Task directions: Each line in the data holding "basket" should be listed.
(Beginning of Data section)
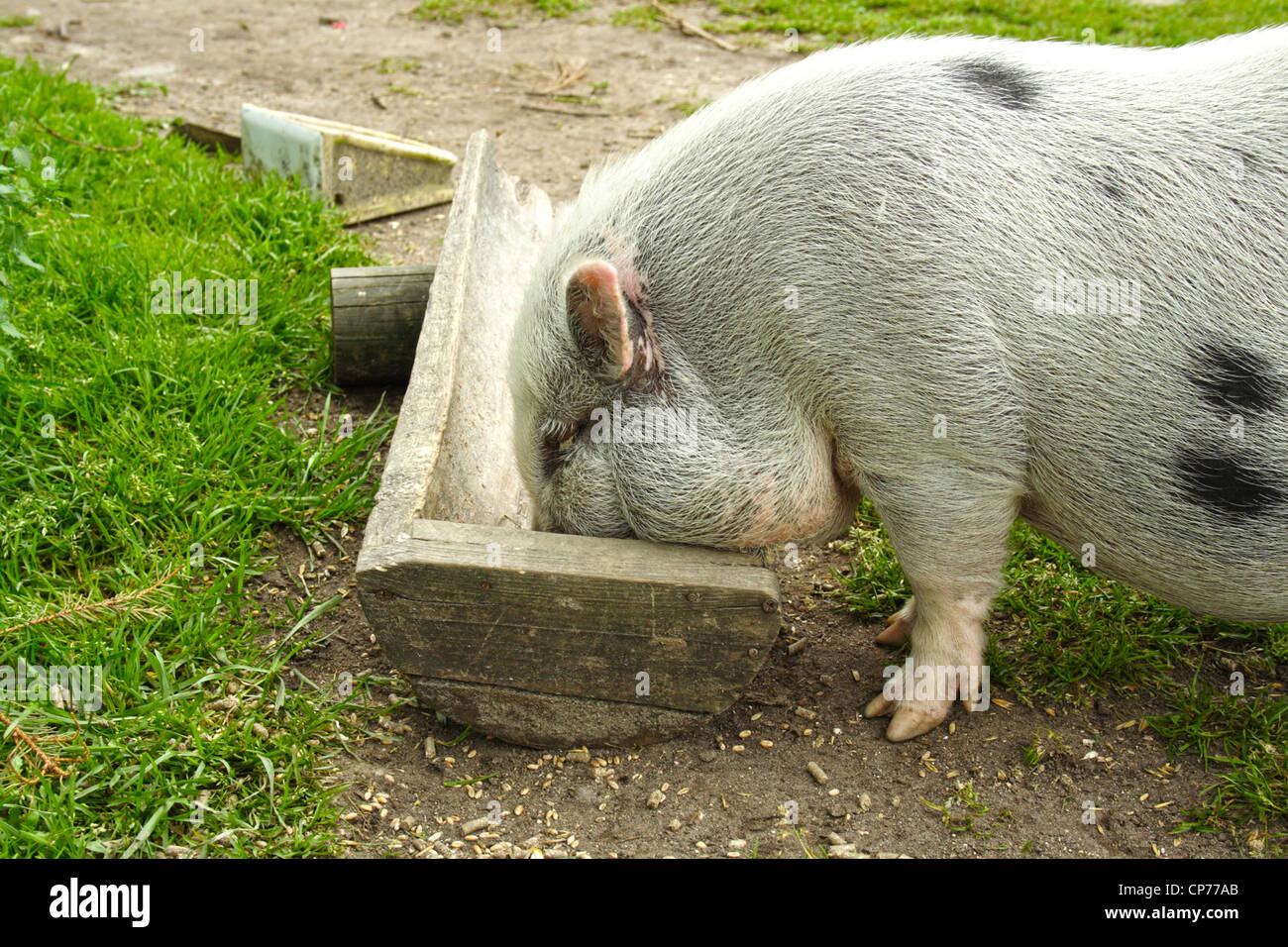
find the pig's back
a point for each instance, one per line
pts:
(956, 191)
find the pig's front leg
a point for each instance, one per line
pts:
(900, 625)
(949, 531)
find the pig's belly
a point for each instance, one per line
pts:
(1212, 565)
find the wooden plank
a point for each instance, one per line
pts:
(376, 316)
(572, 615)
(365, 171)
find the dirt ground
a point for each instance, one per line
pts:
(738, 787)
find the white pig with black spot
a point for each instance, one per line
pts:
(970, 278)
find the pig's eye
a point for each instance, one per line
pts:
(558, 441)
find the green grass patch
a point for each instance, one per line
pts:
(1061, 634)
(1087, 21)
(819, 22)
(147, 445)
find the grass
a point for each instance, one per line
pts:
(1122, 22)
(151, 449)
(811, 24)
(1061, 634)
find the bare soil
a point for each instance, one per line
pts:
(739, 784)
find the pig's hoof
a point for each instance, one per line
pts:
(913, 719)
(900, 625)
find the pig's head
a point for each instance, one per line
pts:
(622, 432)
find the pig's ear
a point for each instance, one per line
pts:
(616, 331)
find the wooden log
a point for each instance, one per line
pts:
(542, 639)
(376, 313)
(619, 620)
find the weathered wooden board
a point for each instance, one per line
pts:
(537, 638)
(364, 171)
(619, 620)
(376, 315)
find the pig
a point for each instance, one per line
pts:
(966, 277)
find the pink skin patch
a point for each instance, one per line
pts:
(820, 508)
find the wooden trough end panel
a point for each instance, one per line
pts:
(618, 620)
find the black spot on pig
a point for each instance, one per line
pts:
(1000, 81)
(1235, 379)
(1225, 484)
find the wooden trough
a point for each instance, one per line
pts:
(541, 639)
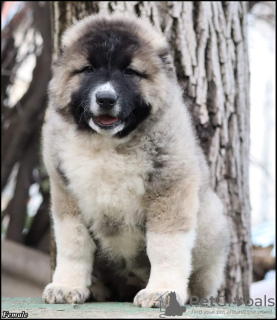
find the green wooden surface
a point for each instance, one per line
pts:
(36, 308)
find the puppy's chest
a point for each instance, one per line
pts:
(106, 183)
(109, 186)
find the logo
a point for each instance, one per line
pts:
(174, 308)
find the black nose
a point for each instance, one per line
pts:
(106, 100)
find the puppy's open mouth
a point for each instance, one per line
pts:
(106, 120)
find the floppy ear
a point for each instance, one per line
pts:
(167, 62)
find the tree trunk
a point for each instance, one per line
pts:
(209, 46)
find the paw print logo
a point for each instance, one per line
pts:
(174, 308)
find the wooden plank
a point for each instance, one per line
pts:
(36, 308)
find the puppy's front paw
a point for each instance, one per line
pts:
(59, 293)
(147, 298)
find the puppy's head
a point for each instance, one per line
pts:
(112, 74)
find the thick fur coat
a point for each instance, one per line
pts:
(134, 215)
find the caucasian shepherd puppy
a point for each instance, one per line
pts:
(134, 214)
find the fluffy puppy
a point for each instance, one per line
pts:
(134, 215)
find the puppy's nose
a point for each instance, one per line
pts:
(106, 100)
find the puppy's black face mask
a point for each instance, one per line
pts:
(109, 51)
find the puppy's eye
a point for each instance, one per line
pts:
(88, 69)
(130, 72)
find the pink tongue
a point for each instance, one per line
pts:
(106, 119)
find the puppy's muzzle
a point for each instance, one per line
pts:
(106, 100)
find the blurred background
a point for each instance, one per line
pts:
(25, 71)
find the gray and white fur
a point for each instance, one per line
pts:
(134, 214)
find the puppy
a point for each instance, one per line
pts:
(134, 214)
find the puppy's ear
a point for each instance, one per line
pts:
(167, 62)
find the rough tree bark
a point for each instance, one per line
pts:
(209, 46)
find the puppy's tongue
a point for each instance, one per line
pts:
(106, 119)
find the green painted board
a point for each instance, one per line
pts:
(37, 309)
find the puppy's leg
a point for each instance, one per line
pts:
(170, 238)
(211, 249)
(75, 250)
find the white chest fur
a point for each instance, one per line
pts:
(108, 182)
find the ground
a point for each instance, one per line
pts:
(37, 309)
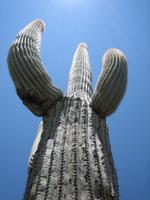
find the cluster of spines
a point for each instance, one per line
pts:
(111, 84)
(32, 82)
(34, 87)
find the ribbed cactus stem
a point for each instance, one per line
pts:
(111, 83)
(71, 156)
(32, 82)
(80, 76)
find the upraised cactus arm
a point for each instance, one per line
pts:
(111, 84)
(31, 80)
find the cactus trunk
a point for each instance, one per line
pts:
(73, 160)
(71, 157)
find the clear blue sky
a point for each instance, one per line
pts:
(102, 24)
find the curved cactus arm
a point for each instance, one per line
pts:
(111, 84)
(35, 145)
(31, 80)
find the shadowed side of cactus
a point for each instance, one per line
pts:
(71, 156)
(32, 82)
(111, 84)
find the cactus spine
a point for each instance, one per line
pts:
(71, 157)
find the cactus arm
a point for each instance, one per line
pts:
(31, 80)
(111, 84)
(35, 145)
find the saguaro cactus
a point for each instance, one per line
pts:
(71, 157)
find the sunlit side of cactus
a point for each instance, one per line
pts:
(71, 156)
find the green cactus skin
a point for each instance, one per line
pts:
(32, 83)
(111, 83)
(71, 156)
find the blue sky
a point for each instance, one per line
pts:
(102, 24)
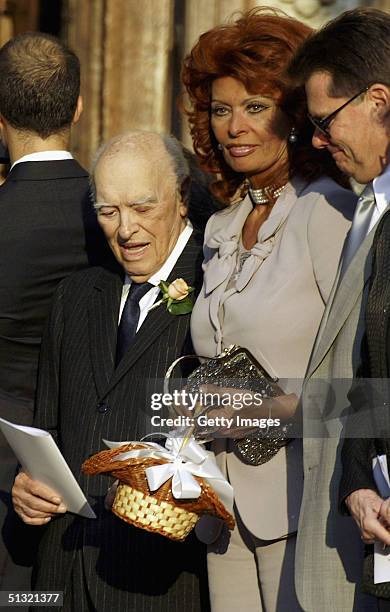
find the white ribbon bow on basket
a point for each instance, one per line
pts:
(185, 459)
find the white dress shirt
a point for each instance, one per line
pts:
(44, 156)
(381, 187)
(149, 298)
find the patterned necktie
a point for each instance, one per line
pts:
(130, 317)
(360, 226)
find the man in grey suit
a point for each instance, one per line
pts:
(96, 381)
(346, 71)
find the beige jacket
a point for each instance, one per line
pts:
(274, 309)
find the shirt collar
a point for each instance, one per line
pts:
(44, 156)
(381, 187)
(167, 267)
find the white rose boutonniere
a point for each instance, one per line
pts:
(176, 296)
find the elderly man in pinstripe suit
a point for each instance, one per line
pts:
(93, 386)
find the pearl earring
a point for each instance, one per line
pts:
(293, 136)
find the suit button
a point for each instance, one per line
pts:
(102, 407)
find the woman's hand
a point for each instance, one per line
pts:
(224, 413)
(34, 502)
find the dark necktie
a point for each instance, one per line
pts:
(360, 225)
(130, 317)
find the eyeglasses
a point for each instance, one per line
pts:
(322, 125)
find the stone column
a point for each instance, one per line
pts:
(125, 49)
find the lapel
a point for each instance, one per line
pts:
(344, 296)
(188, 267)
(103, 311)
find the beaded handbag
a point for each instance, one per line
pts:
(236, 367)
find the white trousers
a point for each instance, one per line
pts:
(253, 575)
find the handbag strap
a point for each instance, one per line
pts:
(169, 371)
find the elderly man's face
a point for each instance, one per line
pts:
(140, 212)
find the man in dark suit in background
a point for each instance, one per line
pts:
(48, 230)
(93, 387)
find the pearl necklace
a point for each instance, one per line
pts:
(265, 195)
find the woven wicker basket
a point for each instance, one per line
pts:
(158, 512)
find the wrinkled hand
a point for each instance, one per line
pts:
(224, 419)
(34, 502)
(371, 514)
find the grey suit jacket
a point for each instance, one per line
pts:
(329, 549)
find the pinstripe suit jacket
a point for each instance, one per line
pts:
(82, 399)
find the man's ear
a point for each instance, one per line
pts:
(79, 110)
(379, 96)
(184, 193)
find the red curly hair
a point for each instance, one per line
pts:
(255, 49)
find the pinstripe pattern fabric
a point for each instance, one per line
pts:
(125, 568)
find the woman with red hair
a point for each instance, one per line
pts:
(271, 255)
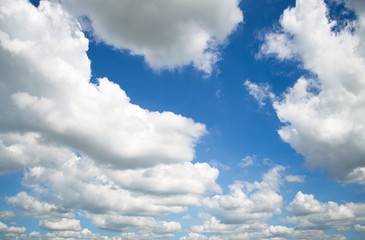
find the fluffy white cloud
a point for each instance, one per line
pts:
(281, 231)
(247, 161)
(63, 224)
(6, 229)
(261, 93)
(6, 214)
(58, 102)
(311, 214)
(323, 115)
(33, 207)
(147, 225)
(248, 202)
(167, 34)
(295, 178)
(85, 146)
(359, 228)
(82, 185)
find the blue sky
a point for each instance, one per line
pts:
(187, 120)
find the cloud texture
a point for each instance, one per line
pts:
(323, 113)
(168, 34)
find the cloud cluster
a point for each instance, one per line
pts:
(168, 34)
(46, 90)
(309, 213)
(323, 113)
(245, 213)
(85, 146)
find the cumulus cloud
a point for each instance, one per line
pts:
(247, 161)
(65, 108)
(33, 207)
(167, 34)
(84, 145)
(323, 114)
(247, 202)
(261, 93)
(295, 178)
(63, 224)
(309, 213)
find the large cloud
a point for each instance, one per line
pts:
(45, 89)
(168, 34)
(85, 147)
(309, 213)
(324, 113)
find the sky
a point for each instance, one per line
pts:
(182, 119)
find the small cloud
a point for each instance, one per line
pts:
(6, 215)
(247, 161)
(219, 165)
(260, 93)
(359, 228)
(295, 178)
(186, 217)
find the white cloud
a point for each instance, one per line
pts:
(10, 229)
(7, 215)
(359, 228)
(62, 224)
(33, 207)
(312, 214)
(323, 115)
(261, 92)
(124, 223)
(167, 34)
(85, 146)
(281, 231)
(248, 201)
(295, 178)
(65, 108)
(247, 161)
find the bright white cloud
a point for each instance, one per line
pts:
(248, 201)
(247, 161)
(65, 108)
(309, 213)
(168, 34)
(84, 145)
(359, 228)
(295, 178)
(7, 215)
(63, 224)
(145, 224)
(260, 93)
(33, 207)
(9, 229)
(324, 115)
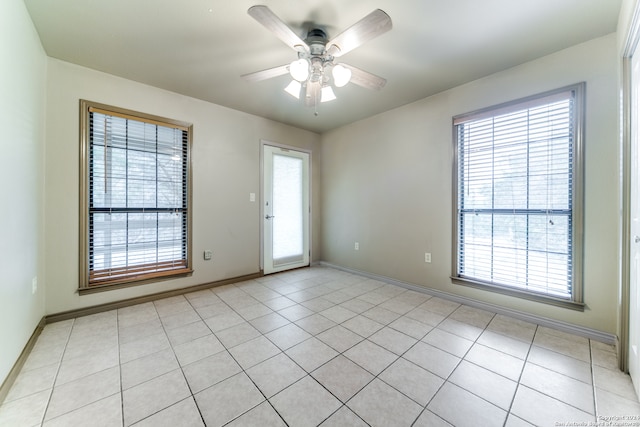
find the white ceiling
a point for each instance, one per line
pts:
(200, 48)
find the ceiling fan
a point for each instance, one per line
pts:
(316, 66)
(End of Data section)
Expected answer:
find the white ribbon bow on basket
find the woven wicker basket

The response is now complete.